* EXERCISE:
Rescale the rows from the line that contains "Question: What bounding box encloses the straw hat" through the line that contains "98, 156, 258, 413", writing out every line, requests included, and multiplying each bounding-box coordinate in the answers by 2.15, rounded to a whole number with halves going up. Leave the requests unchanged and give only these lines.

* LISTED ENTRIES:
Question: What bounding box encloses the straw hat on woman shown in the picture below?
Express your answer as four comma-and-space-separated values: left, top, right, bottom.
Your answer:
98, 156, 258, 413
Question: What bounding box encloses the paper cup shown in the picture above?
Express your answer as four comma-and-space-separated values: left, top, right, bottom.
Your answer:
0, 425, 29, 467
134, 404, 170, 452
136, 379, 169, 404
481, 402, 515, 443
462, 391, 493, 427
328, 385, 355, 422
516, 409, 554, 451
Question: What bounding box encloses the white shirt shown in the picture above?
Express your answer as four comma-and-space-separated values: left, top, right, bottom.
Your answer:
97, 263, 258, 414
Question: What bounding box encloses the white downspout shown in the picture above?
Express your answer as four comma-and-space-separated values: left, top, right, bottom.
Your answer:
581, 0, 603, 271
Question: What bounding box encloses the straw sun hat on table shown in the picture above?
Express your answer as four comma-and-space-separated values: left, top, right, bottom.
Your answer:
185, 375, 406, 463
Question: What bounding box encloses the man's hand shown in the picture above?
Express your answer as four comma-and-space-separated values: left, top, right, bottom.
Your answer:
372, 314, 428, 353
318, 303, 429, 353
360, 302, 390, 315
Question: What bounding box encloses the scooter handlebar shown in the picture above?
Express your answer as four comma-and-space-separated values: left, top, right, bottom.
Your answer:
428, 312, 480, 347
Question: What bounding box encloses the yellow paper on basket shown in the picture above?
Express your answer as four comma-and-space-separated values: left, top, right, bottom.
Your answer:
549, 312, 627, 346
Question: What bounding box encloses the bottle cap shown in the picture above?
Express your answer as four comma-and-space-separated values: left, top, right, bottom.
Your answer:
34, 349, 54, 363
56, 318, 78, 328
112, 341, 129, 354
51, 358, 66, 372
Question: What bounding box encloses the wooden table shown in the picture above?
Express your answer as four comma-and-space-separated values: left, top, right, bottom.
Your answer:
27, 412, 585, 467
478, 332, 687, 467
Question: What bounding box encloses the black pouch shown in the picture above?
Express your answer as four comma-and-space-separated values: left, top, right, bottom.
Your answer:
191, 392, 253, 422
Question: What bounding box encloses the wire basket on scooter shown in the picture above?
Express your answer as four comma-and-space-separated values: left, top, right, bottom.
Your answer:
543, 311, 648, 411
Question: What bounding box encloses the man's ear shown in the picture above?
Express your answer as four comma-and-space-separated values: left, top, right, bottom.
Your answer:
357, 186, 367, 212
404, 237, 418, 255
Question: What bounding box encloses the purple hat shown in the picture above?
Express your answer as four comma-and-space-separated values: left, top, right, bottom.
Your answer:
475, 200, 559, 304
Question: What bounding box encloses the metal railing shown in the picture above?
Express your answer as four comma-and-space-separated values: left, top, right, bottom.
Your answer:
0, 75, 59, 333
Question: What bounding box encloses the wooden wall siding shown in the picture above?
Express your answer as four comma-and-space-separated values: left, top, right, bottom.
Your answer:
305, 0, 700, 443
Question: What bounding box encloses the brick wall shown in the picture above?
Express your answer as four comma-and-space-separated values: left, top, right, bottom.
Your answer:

* * *

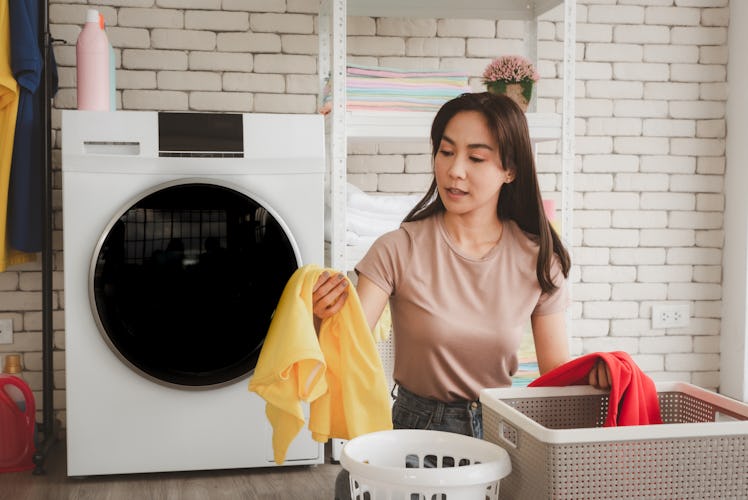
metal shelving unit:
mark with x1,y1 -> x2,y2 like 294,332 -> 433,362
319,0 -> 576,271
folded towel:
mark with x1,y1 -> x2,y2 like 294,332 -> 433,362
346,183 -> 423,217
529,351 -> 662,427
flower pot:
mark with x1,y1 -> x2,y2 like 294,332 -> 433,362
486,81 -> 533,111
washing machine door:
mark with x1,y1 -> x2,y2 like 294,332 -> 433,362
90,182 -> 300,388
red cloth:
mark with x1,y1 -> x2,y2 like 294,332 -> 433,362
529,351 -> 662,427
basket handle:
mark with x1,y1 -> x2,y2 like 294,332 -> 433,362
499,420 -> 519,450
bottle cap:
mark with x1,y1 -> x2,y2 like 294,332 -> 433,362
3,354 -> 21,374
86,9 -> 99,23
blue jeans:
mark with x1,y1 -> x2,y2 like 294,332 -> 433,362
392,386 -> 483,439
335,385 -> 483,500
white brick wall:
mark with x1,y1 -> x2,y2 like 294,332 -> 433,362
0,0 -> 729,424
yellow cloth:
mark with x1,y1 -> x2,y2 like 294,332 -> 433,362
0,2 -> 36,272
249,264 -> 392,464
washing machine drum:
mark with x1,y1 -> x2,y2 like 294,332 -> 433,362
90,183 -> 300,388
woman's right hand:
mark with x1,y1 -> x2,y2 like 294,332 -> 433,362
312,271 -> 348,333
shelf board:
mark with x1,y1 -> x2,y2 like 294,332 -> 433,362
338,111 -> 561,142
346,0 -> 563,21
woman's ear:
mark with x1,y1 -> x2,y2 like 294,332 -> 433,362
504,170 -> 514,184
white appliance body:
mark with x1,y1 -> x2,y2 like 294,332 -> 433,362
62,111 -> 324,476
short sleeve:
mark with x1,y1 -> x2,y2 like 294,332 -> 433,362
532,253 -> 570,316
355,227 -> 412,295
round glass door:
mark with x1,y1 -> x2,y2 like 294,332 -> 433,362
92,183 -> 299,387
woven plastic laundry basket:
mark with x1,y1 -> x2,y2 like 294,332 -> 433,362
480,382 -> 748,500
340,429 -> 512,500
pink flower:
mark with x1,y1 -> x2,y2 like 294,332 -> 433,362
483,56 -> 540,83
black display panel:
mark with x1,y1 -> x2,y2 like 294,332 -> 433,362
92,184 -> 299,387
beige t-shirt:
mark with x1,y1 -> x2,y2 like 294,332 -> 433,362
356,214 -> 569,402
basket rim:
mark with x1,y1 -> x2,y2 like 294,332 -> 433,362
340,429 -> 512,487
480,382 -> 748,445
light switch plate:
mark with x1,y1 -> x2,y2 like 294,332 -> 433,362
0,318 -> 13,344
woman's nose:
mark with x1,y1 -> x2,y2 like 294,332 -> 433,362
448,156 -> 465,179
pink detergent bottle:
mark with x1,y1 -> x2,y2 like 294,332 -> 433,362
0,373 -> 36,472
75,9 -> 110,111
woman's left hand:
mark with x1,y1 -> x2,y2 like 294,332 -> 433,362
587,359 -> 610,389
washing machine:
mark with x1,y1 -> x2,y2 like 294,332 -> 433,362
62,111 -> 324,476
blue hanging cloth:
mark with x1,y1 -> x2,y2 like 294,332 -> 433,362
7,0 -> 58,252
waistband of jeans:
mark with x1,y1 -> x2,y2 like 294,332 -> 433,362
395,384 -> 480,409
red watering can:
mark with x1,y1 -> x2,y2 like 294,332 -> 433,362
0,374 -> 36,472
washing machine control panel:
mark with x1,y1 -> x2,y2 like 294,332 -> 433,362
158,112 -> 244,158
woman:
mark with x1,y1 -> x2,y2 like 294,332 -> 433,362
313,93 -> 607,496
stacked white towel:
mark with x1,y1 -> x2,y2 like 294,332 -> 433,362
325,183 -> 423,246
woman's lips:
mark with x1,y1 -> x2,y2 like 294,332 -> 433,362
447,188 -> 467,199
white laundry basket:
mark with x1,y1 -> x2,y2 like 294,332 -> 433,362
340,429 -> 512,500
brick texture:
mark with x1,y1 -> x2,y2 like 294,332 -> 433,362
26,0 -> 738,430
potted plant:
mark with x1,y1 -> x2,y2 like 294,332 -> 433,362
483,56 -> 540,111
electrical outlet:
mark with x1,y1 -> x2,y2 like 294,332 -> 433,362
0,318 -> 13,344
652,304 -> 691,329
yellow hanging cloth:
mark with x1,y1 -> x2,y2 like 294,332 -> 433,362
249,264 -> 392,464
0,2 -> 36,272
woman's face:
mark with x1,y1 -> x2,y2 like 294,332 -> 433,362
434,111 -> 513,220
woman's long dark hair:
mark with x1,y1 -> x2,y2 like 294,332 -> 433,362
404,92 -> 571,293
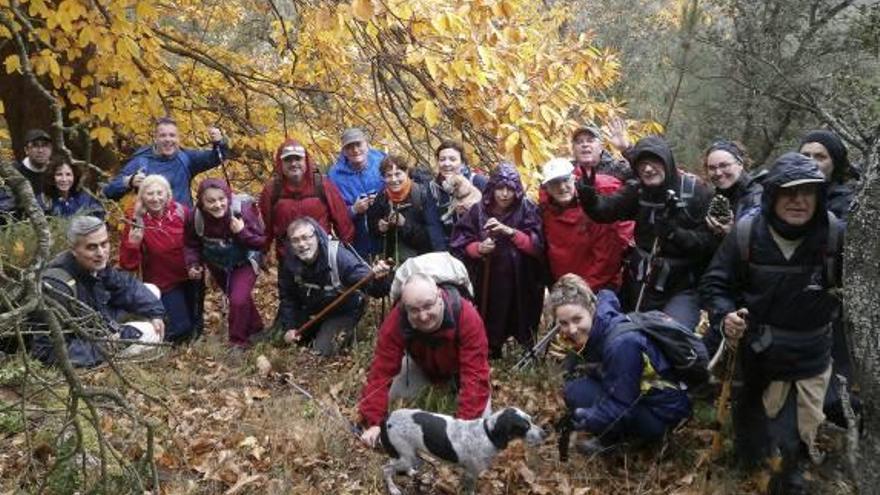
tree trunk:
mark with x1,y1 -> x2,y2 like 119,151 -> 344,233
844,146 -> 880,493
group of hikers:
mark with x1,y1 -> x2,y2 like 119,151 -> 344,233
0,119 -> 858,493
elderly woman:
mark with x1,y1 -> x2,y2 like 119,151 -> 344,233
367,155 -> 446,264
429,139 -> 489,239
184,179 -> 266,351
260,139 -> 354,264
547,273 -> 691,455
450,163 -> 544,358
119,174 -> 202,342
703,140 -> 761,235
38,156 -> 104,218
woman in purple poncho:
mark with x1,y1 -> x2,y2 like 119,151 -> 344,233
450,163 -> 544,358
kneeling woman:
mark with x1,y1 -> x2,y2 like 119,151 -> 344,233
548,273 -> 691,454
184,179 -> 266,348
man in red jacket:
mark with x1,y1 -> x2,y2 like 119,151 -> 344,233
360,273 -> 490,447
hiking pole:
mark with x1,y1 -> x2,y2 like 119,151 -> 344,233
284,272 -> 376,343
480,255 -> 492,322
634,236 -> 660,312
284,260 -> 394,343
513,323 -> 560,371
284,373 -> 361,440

...

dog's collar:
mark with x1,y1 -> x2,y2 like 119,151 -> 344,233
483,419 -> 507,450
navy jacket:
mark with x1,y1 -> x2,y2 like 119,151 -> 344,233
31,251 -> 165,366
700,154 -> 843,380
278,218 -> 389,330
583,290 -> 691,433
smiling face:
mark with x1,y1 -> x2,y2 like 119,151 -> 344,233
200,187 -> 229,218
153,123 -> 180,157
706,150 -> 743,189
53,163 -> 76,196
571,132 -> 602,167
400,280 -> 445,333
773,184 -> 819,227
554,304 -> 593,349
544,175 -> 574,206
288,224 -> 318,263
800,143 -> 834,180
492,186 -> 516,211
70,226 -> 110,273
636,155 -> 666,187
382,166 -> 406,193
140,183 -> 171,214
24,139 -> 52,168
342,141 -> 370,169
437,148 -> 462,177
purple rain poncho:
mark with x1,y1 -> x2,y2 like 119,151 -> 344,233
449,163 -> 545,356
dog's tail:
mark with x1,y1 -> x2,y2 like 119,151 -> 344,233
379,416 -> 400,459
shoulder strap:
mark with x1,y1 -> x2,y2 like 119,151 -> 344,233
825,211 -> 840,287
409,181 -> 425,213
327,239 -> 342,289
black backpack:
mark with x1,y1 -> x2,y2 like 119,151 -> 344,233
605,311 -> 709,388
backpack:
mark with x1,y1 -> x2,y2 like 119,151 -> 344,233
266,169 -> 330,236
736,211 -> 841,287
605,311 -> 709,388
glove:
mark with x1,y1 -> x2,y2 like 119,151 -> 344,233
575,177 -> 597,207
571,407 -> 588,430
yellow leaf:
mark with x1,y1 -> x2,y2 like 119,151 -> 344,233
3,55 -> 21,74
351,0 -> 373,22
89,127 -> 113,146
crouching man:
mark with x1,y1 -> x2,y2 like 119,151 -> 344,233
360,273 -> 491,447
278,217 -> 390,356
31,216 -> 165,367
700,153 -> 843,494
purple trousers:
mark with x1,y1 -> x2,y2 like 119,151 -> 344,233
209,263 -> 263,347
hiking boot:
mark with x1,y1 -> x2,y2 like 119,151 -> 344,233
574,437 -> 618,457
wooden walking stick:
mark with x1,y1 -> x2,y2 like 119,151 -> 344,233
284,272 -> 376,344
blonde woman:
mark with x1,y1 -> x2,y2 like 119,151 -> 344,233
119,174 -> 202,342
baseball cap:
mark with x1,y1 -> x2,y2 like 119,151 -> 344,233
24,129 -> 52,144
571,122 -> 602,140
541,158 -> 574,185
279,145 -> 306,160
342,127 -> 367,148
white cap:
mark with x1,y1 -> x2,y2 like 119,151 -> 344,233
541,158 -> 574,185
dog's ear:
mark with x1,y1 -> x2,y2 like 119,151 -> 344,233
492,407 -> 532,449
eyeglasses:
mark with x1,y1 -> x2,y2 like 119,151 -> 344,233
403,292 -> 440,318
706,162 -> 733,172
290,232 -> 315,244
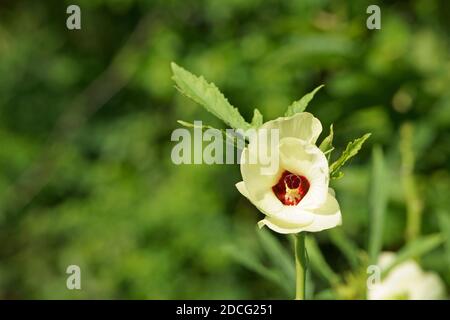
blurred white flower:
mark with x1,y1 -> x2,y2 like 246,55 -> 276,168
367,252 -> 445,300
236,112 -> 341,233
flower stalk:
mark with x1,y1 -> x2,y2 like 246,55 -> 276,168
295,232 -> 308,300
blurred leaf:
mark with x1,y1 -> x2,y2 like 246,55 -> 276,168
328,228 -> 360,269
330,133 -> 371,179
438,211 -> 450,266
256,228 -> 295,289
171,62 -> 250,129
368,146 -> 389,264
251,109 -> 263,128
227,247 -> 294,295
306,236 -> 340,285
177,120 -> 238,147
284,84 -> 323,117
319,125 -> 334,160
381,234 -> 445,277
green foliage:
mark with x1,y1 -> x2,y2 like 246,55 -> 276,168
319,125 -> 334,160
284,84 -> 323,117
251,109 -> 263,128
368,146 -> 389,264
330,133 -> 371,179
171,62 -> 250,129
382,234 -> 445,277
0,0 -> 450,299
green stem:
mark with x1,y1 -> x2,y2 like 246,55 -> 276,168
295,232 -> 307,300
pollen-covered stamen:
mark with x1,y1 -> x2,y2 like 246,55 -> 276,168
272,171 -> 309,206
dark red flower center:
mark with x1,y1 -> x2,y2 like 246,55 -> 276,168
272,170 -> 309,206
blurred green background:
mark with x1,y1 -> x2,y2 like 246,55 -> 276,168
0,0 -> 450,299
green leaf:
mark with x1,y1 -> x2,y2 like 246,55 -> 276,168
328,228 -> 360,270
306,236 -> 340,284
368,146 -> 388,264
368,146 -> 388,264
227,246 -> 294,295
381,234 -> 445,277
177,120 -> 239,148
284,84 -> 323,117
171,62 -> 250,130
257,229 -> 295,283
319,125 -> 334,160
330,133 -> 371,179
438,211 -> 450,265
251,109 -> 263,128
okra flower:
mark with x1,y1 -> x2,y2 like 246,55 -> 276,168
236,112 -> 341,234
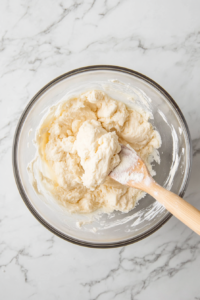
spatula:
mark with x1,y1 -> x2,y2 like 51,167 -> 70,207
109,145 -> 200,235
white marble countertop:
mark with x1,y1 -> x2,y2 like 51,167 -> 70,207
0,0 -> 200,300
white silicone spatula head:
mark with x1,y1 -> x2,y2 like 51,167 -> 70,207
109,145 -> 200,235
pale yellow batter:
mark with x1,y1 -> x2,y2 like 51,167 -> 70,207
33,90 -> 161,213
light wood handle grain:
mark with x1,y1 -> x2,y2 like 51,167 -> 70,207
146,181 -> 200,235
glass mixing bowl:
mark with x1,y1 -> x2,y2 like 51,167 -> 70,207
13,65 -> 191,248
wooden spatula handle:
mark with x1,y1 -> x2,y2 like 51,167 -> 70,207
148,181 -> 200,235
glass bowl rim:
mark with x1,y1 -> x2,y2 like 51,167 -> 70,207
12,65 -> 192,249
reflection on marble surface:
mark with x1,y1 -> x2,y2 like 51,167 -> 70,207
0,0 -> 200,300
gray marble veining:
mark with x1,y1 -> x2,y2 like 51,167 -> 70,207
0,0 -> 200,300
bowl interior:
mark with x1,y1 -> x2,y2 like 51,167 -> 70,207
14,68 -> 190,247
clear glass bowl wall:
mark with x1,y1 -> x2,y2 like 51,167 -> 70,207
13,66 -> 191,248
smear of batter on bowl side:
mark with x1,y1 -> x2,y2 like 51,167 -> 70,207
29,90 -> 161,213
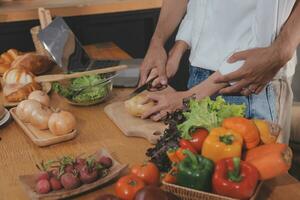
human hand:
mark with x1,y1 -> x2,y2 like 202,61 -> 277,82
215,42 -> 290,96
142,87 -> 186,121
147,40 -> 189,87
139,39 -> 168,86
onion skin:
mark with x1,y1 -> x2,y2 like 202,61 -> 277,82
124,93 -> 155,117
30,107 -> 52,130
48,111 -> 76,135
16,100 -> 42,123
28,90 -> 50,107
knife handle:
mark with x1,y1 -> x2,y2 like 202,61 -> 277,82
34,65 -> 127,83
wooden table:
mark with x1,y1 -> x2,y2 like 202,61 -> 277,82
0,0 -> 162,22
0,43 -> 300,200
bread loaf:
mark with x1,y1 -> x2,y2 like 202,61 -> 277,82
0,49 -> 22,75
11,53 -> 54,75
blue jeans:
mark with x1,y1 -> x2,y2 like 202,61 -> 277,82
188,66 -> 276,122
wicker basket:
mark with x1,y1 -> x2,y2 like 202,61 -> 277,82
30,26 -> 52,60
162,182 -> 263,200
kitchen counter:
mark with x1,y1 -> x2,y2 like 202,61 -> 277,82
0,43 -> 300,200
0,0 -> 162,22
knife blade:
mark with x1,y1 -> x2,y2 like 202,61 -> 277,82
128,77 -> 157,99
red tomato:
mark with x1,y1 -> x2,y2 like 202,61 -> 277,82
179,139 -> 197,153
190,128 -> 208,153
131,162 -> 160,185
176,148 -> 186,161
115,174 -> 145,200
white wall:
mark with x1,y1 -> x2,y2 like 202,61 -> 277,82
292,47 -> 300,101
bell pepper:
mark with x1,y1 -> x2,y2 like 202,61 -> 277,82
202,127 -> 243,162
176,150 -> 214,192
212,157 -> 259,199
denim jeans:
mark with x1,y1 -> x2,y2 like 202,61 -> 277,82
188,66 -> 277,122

* TASK OUTPUT:
Question: What bounding box encloses the straw hat on woman shown in the picture below?
Express your answer as four comma-and-space-separated values: left, top, right, bottom.
Your answer:
211, 335, 555, 888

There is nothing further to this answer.